• **The task**:
Pick out every line in the material below that contains the word "raised", and copy each one. Match capitals and lowercase letters exactly.

[Dataset rows showing where objects appear]
"""
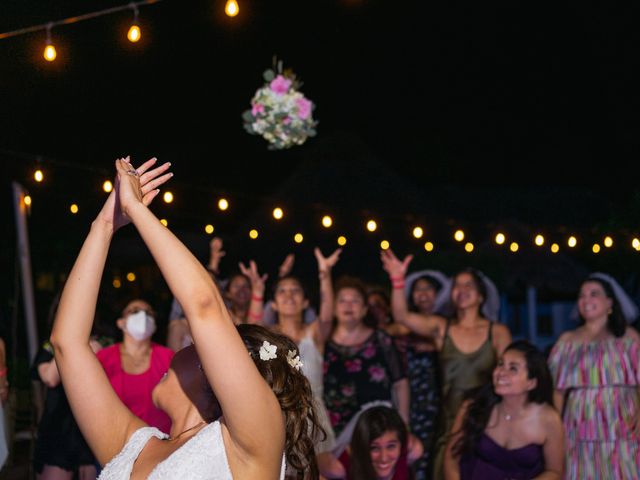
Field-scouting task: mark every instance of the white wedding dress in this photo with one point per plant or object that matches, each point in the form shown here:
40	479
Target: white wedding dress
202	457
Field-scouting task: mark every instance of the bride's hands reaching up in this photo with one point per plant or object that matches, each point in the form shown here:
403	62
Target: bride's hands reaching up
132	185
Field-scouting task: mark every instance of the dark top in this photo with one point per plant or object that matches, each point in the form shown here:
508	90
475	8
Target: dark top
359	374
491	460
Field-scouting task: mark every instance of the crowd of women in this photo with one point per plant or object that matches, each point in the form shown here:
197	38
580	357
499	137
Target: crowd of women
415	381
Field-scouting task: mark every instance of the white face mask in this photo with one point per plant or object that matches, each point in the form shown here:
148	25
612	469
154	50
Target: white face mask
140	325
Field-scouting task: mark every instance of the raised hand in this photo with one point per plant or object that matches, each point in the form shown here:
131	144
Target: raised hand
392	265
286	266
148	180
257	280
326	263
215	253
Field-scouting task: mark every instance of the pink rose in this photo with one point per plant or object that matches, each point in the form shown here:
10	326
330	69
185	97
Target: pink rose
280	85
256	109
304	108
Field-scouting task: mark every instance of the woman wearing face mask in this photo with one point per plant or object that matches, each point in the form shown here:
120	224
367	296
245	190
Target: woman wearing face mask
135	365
"""
"""
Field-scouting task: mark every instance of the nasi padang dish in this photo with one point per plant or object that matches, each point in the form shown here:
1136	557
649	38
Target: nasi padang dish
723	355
"""
"""
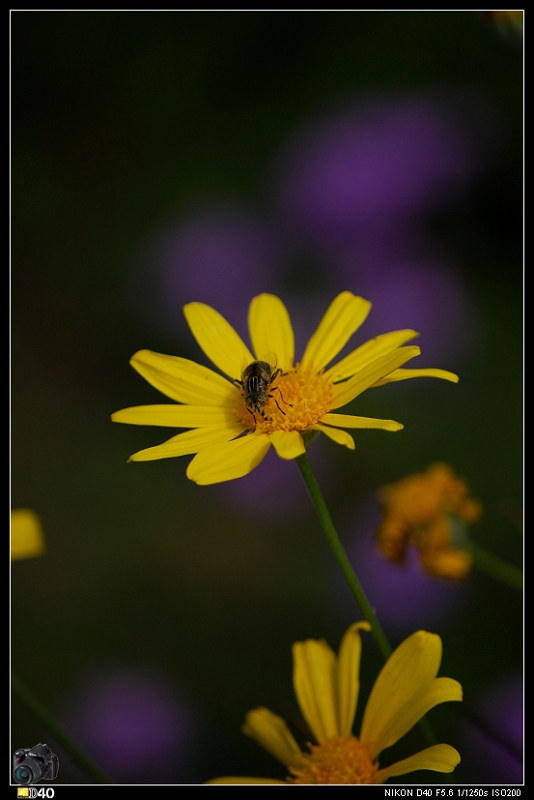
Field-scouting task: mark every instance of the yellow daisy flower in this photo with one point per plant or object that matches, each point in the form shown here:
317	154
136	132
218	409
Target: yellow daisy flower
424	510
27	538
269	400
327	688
"""
• **Answer in full**:
Field-scouting task: mark every instance of the raised hand in this photo with one point per plant or object that matches, each point in the form shown here:
Target: raised hand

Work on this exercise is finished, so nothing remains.